*TEXTE FOURNI*

************

S'agissant des professionnels paramédicaux, présents partout en France au quotidien, leurs professions souffrent d'un manque de formation et d'attractivité. Ce sont pourtant eux qui nous permettront de réaliser notre objectif commun d'un virage ambulatoire et domiciliaire. Je regrette l'adoption d'un amendement réformant l'assiette des cotisations sociales dont s'acquittent les professions libérales. Bien que cette réforme soit soutenue par les partenaires sociaux, notre groupe s'inquiète de ses effets pour certaines d'entre elles. Un amendement sur un sujet aussi important nécessiterait une étude d'impact.
Je salue cependant, monsieur le ministre, l'annonce de la majoration de 50 % de l'indemnisation des gardes pour tous les médecins, que vous avez finalement bien voulu étendre aux internes en médecine, sans qui les hôpitaux ne fonctionneraient pas. Merci d'avoir répondu favorablement à cette demande qui m'était chère.

************

*DONNÉES EXTRAITES*
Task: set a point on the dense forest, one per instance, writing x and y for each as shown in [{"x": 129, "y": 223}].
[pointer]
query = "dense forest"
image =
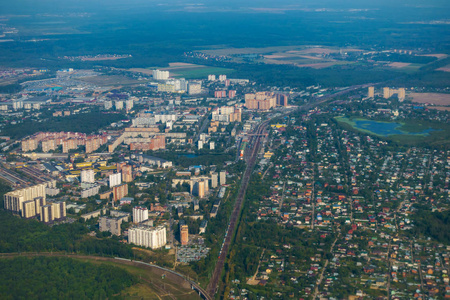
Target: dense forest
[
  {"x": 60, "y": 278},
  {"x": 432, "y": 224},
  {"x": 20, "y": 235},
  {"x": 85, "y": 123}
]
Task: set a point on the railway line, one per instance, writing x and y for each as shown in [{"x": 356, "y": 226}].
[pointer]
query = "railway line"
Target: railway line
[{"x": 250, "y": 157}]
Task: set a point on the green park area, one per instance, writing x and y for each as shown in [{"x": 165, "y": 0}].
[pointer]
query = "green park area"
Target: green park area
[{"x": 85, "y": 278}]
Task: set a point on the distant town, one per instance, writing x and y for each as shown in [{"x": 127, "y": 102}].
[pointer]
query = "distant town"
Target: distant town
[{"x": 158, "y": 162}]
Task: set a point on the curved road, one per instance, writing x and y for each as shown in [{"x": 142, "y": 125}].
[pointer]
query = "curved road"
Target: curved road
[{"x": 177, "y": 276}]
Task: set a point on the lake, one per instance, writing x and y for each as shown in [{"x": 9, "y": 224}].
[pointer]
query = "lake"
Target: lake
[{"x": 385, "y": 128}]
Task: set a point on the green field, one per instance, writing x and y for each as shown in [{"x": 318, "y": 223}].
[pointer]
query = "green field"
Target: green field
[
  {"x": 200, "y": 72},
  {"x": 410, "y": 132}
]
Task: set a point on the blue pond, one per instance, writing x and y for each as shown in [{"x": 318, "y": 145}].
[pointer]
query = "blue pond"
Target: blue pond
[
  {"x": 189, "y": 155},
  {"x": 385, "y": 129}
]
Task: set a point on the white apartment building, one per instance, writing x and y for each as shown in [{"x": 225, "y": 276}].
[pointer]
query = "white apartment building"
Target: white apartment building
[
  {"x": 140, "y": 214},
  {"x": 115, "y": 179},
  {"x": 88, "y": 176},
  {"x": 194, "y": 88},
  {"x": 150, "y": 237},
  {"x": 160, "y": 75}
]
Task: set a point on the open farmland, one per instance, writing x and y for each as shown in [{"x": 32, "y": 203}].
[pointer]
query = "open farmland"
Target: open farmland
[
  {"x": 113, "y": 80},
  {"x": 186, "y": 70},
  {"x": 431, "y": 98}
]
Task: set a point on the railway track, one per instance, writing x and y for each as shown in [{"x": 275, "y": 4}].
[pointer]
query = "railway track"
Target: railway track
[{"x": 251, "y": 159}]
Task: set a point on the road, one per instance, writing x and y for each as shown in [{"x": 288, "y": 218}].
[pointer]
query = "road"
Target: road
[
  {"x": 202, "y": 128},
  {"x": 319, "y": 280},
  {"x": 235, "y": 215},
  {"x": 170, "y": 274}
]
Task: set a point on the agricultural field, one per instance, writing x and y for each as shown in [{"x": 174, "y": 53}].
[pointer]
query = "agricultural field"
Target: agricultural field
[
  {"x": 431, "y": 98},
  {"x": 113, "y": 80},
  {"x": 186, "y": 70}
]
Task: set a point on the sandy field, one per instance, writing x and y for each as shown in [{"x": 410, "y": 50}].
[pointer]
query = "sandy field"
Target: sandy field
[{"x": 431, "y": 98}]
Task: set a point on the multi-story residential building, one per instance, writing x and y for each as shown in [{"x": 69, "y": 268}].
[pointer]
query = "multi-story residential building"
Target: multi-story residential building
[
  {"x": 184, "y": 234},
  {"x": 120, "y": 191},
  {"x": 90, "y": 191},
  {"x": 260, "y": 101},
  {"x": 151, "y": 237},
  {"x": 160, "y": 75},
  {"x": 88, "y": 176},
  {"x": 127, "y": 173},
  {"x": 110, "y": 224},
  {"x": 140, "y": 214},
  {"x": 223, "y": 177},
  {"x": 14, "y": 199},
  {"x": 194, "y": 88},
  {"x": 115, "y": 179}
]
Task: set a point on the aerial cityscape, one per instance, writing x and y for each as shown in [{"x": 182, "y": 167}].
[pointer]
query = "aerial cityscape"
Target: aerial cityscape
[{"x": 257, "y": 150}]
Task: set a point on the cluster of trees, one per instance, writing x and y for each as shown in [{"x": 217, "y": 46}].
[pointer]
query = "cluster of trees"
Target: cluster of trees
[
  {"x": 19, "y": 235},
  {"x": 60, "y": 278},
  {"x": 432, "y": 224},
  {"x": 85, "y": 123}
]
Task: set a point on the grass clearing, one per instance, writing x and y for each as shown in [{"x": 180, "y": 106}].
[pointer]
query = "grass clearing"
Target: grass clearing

************

*VOTRE TÂCHE*
Pouvez-vous réécrire sous forme de liste, plus brièvement, le paragraphe du texte qui commence par « S'agissant des professionnels paramédicaux », en conservant ses faits principaux ? Répondez en vous fondant uniquement sur le texte.

*CORRIGÉ DE L'EXERCICE*
- Les professions paramédicales, présentes partout en France, souffrent d'un manque de formation et d'attractivité. Elles sont pourtant essentielles au virage ambulatoire et domiciliaire.
- L'adoption d'un amendement réformant l'assiette des cotisations sociales des professions libérales est regrettée.
- Cette réforme est soutenue par les partenaires sociaux, mais le groupe s'inquiète de ses effets sur certaines de ces professions.
- Un amendement sur un sujet aussi important nécessiterait une étude d'impact.